• [WHAT TO DO] Starting at the line that contains "Target: wooden log" in the listing below, write out every line word for word until you have written the line that contains "pin: domed building".

• [SUPPLIED INFORMATION]
-=-=-=-=-

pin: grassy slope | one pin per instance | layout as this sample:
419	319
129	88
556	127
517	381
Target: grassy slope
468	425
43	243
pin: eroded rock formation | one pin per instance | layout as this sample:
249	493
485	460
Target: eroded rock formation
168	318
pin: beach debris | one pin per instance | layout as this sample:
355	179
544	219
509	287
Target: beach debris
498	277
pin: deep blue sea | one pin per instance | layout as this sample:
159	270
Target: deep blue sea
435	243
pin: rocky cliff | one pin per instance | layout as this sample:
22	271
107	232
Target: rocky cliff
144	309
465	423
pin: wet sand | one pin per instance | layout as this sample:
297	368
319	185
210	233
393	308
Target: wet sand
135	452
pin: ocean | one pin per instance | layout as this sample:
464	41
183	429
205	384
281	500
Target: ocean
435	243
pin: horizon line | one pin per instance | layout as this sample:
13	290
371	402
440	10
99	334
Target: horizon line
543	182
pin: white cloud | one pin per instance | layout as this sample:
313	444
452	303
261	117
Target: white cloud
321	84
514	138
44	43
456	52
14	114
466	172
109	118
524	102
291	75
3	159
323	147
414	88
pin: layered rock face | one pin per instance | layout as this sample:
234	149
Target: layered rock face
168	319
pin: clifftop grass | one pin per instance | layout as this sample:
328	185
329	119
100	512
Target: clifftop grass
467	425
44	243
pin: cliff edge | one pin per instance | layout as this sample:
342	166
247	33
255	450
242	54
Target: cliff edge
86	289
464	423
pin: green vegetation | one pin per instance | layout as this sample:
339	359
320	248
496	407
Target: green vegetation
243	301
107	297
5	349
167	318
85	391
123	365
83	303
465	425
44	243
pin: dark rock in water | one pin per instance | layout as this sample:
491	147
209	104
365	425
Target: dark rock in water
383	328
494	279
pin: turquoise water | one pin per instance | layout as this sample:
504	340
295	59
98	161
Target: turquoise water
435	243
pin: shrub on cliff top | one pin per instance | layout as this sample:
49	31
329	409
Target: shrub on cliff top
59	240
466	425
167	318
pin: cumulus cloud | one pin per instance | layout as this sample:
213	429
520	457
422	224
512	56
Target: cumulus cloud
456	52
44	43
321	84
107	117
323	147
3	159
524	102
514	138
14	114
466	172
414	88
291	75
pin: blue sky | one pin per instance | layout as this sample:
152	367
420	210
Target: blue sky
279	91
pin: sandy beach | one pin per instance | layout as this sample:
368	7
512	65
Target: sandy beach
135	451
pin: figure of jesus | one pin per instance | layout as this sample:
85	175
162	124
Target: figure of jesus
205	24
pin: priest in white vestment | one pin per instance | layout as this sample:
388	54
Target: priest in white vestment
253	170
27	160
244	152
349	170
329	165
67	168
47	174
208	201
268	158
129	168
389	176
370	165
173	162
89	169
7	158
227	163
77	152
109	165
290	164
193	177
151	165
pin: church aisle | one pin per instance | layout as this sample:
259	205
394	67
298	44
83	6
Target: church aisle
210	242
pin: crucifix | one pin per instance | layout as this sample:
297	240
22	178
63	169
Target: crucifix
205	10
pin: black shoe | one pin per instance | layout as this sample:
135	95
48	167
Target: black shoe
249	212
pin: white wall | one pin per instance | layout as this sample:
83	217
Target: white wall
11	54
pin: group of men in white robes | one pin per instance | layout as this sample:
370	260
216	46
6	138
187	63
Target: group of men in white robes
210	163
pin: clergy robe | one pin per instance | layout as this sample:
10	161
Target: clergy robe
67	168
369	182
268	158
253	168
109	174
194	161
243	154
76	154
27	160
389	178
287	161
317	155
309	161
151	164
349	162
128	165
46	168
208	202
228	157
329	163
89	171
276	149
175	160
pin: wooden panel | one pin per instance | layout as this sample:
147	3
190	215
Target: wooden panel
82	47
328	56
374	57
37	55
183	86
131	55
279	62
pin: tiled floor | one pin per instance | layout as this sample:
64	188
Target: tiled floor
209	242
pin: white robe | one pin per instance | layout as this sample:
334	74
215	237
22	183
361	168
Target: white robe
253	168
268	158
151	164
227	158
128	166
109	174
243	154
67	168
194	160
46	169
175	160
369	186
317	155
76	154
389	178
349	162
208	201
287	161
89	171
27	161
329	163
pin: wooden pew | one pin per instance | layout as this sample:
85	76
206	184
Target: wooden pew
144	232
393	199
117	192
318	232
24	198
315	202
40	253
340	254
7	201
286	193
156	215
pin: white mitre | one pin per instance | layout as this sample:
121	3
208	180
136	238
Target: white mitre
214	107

-=-=-=-=-

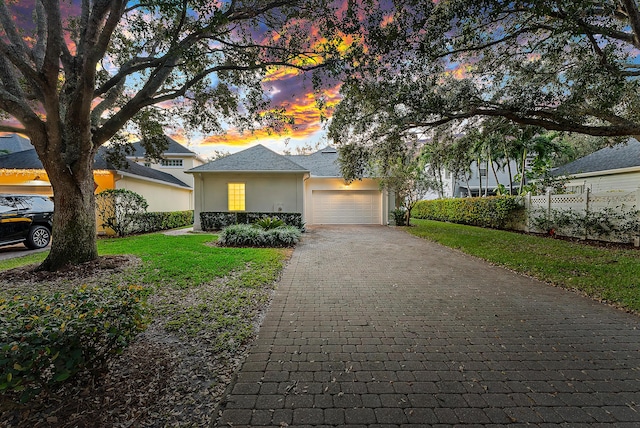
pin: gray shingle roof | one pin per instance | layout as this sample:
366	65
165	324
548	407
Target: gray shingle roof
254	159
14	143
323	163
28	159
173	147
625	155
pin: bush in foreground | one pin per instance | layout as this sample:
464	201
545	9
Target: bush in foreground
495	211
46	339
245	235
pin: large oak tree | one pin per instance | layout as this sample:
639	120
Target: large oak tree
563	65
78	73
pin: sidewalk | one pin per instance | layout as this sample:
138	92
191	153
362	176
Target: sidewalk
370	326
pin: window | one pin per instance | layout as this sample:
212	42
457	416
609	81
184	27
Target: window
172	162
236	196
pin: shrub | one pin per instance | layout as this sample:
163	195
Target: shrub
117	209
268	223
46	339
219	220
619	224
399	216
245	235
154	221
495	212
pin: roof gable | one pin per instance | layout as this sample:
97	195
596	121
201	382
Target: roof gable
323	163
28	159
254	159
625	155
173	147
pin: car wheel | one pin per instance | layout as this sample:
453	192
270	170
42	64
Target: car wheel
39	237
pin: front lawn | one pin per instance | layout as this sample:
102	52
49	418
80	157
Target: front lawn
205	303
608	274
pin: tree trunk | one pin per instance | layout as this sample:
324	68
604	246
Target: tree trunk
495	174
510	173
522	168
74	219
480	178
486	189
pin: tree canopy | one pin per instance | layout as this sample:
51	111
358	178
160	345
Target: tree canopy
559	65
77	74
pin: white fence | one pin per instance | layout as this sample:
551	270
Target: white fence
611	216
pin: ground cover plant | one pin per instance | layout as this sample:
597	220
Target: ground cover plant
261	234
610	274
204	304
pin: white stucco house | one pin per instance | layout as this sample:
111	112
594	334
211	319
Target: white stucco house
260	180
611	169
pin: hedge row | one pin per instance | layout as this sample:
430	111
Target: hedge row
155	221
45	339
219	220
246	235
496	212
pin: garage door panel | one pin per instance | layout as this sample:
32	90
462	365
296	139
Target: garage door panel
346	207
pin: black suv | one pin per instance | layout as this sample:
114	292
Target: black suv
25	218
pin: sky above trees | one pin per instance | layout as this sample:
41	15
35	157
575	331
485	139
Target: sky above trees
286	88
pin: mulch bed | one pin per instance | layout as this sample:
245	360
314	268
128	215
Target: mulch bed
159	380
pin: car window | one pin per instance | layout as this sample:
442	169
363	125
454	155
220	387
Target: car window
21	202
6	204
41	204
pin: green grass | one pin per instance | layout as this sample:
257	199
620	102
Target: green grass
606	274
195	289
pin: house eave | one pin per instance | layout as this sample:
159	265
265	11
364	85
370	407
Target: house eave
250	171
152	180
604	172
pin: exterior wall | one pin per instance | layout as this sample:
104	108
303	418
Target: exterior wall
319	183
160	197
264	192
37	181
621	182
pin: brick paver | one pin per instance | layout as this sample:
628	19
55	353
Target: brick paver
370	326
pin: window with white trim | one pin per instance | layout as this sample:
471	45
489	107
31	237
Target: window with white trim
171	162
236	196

-=-=-=-=-

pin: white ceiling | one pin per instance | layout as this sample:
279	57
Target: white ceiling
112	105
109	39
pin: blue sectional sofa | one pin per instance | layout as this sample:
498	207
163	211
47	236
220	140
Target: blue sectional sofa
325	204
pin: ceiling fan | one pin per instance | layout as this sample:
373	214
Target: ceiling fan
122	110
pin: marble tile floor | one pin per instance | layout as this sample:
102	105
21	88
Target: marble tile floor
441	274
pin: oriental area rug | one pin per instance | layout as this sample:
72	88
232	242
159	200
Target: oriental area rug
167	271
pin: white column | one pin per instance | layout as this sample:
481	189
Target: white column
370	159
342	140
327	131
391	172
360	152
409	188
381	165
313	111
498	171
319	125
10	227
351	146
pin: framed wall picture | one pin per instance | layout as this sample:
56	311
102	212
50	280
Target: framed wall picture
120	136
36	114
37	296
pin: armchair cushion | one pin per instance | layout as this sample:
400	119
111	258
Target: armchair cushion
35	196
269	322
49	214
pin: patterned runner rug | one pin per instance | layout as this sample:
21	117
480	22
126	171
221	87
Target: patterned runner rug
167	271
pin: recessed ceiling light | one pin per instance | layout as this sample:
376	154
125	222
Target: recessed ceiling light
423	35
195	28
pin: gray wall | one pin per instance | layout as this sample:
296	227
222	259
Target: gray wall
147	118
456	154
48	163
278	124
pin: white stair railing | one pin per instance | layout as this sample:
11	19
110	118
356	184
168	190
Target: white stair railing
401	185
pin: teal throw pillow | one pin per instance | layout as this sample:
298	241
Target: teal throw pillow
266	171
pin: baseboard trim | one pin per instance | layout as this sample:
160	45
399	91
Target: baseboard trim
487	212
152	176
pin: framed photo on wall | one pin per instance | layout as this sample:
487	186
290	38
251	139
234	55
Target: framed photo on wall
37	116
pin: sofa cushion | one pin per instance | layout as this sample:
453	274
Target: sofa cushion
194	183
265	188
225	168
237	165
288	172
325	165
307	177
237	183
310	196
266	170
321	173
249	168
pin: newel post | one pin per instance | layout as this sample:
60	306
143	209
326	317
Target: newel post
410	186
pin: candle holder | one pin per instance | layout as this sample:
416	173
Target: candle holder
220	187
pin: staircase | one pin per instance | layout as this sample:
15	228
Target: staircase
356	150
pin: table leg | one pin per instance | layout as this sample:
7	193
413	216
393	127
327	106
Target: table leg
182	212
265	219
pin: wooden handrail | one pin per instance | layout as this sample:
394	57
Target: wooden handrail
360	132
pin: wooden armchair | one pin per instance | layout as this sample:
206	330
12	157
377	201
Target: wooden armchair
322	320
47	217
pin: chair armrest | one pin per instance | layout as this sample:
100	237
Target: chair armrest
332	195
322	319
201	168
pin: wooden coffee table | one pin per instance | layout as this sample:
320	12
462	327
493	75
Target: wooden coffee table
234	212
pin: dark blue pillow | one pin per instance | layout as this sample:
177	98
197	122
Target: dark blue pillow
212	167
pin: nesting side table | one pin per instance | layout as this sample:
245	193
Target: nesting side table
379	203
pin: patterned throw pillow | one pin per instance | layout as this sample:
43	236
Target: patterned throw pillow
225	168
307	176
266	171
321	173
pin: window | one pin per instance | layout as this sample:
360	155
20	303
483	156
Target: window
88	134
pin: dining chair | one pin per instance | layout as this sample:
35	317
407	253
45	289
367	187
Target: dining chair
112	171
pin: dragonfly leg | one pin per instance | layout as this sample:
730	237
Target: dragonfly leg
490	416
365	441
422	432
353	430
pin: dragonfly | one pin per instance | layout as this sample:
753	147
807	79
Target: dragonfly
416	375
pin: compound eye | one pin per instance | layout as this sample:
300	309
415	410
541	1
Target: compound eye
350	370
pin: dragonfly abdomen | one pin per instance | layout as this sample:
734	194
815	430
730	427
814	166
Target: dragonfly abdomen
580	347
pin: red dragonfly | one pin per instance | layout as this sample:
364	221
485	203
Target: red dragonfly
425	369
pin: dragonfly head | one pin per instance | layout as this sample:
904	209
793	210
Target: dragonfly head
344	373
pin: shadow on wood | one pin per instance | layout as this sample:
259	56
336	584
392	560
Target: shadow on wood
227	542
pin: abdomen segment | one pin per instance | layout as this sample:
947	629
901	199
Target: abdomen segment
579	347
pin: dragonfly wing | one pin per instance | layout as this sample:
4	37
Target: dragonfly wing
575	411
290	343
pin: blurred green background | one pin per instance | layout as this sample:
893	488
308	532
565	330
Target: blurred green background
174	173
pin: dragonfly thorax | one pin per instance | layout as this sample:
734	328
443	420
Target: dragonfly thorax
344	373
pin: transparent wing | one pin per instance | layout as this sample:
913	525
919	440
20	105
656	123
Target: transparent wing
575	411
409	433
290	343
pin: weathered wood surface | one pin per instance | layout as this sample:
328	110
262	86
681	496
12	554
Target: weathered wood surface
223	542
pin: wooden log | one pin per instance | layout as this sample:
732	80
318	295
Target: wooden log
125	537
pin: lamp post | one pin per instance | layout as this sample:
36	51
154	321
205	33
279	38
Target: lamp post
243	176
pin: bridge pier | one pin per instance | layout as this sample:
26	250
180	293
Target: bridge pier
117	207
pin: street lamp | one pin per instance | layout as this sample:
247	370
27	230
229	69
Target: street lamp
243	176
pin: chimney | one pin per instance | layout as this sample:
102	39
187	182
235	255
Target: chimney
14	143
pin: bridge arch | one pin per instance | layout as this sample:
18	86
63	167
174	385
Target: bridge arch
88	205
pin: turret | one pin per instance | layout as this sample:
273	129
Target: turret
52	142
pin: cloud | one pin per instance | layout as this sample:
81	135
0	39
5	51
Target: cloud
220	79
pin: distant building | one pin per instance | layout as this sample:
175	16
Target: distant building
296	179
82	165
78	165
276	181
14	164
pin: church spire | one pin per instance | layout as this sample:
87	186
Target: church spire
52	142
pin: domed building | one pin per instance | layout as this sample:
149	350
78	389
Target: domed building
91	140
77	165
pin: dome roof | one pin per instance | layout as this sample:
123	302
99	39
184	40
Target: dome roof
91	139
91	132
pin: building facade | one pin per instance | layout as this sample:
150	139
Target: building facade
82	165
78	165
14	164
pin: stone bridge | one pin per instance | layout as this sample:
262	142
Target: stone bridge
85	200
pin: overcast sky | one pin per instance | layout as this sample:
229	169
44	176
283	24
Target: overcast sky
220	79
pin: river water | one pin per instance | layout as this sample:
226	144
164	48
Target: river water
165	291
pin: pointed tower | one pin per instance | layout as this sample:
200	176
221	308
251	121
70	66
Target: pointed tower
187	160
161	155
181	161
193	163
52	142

-=-=-=-=-

• [REPLY]
Target: wooden log
125	537
pin: lamp post | one pin per instance | layout as this sample:
36	51
154	321
205	33
279	38
Target: lamp post
243	176
pin: bridge pier | one pin per instance | layout as this sample:
26	250
180	293
Target: bridge pier
117	207
pin: street lamp | one pin per instance | layout as this sample:
247	370
27	230
229	69
Target: street lamp
243	176
pin: chimney | one pin per instance | layout as this sample:
102	39
187	182
235	255
Target: chimney
14	143
pin: bridge arch | one pin per instance | layout as this sample:
18	86
63	167
174	385
Target: bridge arch
88	205
pin: turret | one pin per instance | layout as this sample:
273	129
Target: turret
52	142
pin: cloud | one pin per instance | layout as this sample:
81	135
0	39
5	51
Target: cloud
220	79
pin: distant building | one pin per instance | layout as this sample:
175	16
Target: distant building
296	179
82	165
78	165
276	181
14	164
pin: church spire | one pin per instance | layout as this sample:
87	186
Target: church spire
52	142
pin: domed building | one pin per instance | layout as this sample:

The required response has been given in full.